WORK TO COMPLETE:
Write out the entries below once more, exactly, with the pictures left out.

MATERIAL FOR THE TASK:

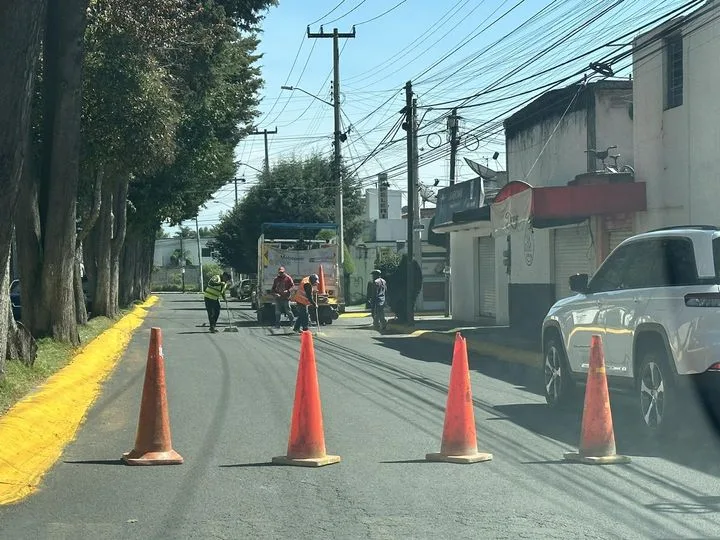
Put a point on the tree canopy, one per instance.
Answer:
(296, 190)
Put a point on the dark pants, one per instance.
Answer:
(378, 313)
(303, 318)
(213, 309)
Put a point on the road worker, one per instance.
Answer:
(305, 297)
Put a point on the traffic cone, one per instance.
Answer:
(306, 445)
(321, 281)
(153, 444)
(597, 438)
(459, 442)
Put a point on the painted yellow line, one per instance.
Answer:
(35, 431)
(353, 315)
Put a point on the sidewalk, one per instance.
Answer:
(500, 342)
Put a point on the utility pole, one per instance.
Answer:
(197, 235)
(337, 162)
(417, 240)
(412, 197)
(453, 124)
(265, 133)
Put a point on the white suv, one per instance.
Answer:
(655, 301)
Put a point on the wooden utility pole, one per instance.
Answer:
(265, 133)
(337, 162)
(453, 124)
(409, 126)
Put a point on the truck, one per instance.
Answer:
(296, 247)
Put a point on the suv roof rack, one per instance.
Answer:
(697, 227)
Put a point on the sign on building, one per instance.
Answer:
(462, 196)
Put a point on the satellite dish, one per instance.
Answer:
(481, 170)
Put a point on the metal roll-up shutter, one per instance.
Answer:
(574, 254)
(617, 236)
(486, 275)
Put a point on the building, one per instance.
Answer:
(676, 72)
(386, 231)
(561, 212)
(167, 250)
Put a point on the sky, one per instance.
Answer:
(490, 57)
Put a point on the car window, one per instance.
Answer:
(674, 263)
(610, 275)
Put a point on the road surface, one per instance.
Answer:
(230, 397)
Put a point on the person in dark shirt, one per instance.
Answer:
(282, 288)
(377, 300)
(304, 297)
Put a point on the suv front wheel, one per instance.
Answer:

SOLUTION:
Put a point on the tree canopy, one per instance.
Answer:
(296, 190)
Put a point on the dark pants, one per instance.
Answer:
(378, 313)
(303, 318)
(213, 309)
Put a point on the road worker, one per instance.
Answer:
(305, 297)
Put a point on the traffic cone, one per instance.
Answer:
(306, 445)
(321, 281)
(153, 444)
(597, 438)
(459, 442)
Put a point on the painted yellow line, one per instance.
Answer:
(35, 431)
(353, 315)
Put a point on the sidewalk, one per instance.
Answer:
(500, 342)
Put a point on the utility pole, one per instance.
Answer:
(197, 235)
(337, 162)
(417, 240)
(412, 197)
(453, 124)
(265, 133)
Put a point on the white suv, one per instance.
Answer:
(655, 301)
Put a point on the wooden utility pole, one per instance.
Answer:
(265, 133)
(337, 162)
(453, 124)
(409, 126)
Put a point on the truck, one per instance.
Answer:
(296, 247)
Put a point on the suv roof rack, one per instance.
Answer:
(697, 227)
Put a point on the sign on building, one per instance.
Answer:
(462, 196)
Put a point on the satellite dish, one per instance.
Answer:
(481, 170)
Put a point on the metal roll-up shutter, one per instance.
Answer:
(574, 254)
(617, 236)
(486, 275)
Put a point on the building, one per instance.
Answer:
(676, 72)
(386, 231)
(561, 212)
(167, 250)
Put a point on the sky, one per instance.
Answer:
(490, 57)
Put a point on the car window, one per instance.
Answer:
(674, 263)
(610, 275)
Put a point on the road surface, one per instance.
Answer:
(230, 397)
Put a point on the person in dark shirt, one per instance.
Answer:
(282, 288)
(377, 300)
(304, 297)
Put a point on the suv front wheel, one per instance.
Answer:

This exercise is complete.